● **What to do**:
[a] Copy the Eastern Ghouta text below word for word, starting at "All this increased" and ending at "levels of stress.".
[b] Answer these from the Eastern Ghouta text below:
(i) How many years of siege and bombings preceded the government forces moving in?
(ii) Why did the number of people coming to hospitals increase at night?
(iii) Which two places do aid workers cite as previous examples of neglect after government takeovers?
[c] List every place name that appears in the Eastern Ghouta text below.

● **Text block**:
As the buses with people who were forced from their homes left parts of Eastern Ghouta, government forces and allied militia moved in after five years of siege and bombings.
Pro-Assad government television crews rushed in to show how the enclave had been run by rebel fighters, who they call “terrorists”.
Relentless bombardment had forced people underground into basements. Aid workers say people often spent days in poor living conditions in Eastern Ghouta.
Many were unable to leave, fearing shelling and bombing.
Frequent attacks on hospitals meant even medical treatment was being provided below ground level. In the last days of the siege people connected tunnels and shelters to hospitals.
On some days, doctors say, there would be very few people coming to hospitals and clinics. But at night, that number would increase because people felt safer when they thought the jets could not see them moving.
All this increased not just physical health risks but also mental health problems as people stranded underground suffered extremely high levels of stress.
In Eastern Ghouta, the entire population is accused of supporting the opposition. Now that the siege has ended, aid workers are citing previous examples of neglect in Aleppo and Homs after government takeovers there and warn of a looming crisis for the tens of thousands left behind.

● **Provided records**:

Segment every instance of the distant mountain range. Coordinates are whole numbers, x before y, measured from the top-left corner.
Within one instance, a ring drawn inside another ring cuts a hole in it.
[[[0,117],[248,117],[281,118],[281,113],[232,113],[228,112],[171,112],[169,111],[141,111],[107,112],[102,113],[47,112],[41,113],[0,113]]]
---
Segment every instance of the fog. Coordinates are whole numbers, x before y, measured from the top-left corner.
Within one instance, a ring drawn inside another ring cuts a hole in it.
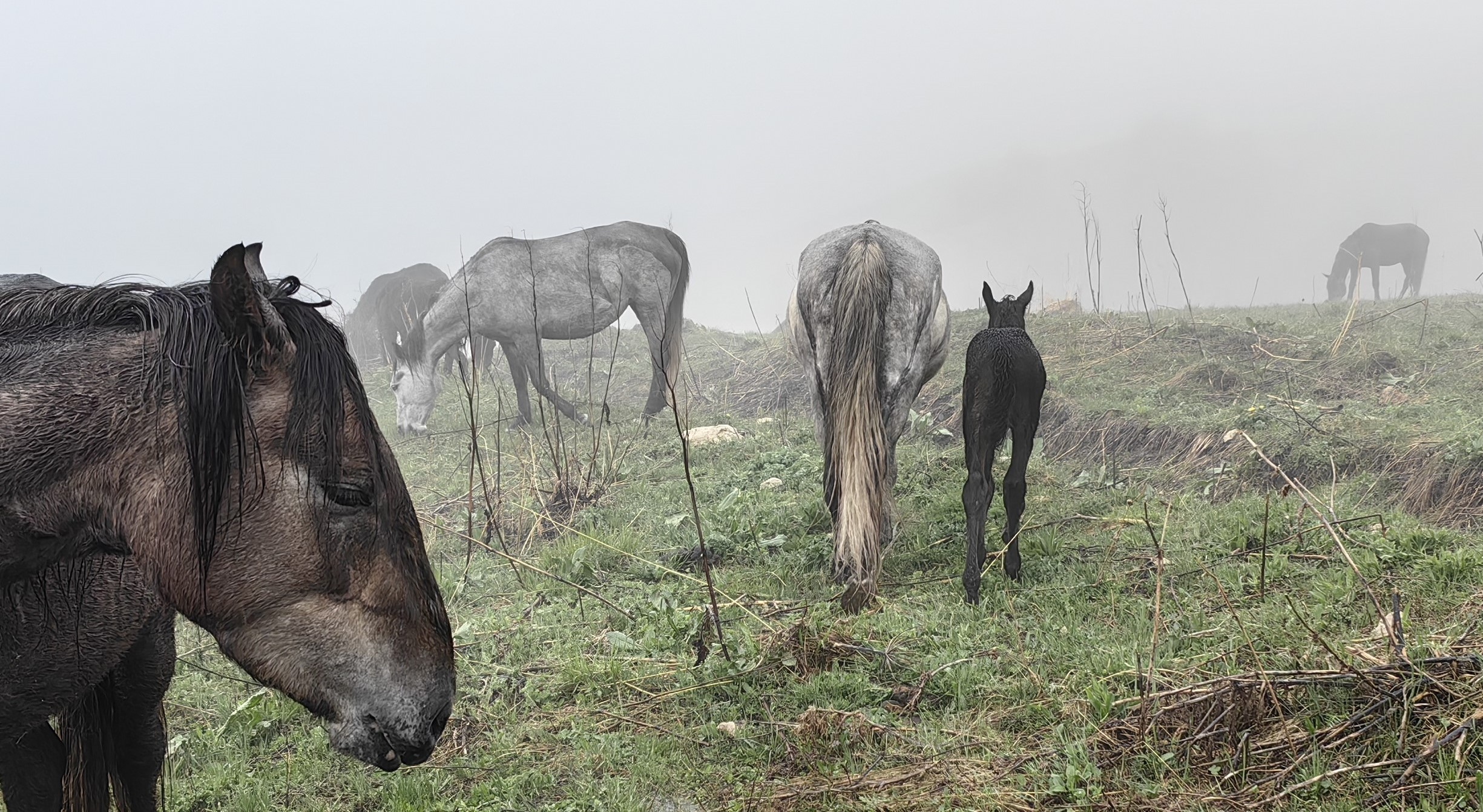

● **Task-by-task outputs**:
[a]
All this increased not just physical health risks but also mental health problems as people stranded underground suffered extremely high levels of stress.

[b]
(i) Five years.
(ii) People felt safer when they thought the jets could not see them moving.
(iii) Aleppo and Homs.

[c] Eastern Ghouta, Aleppo, Homs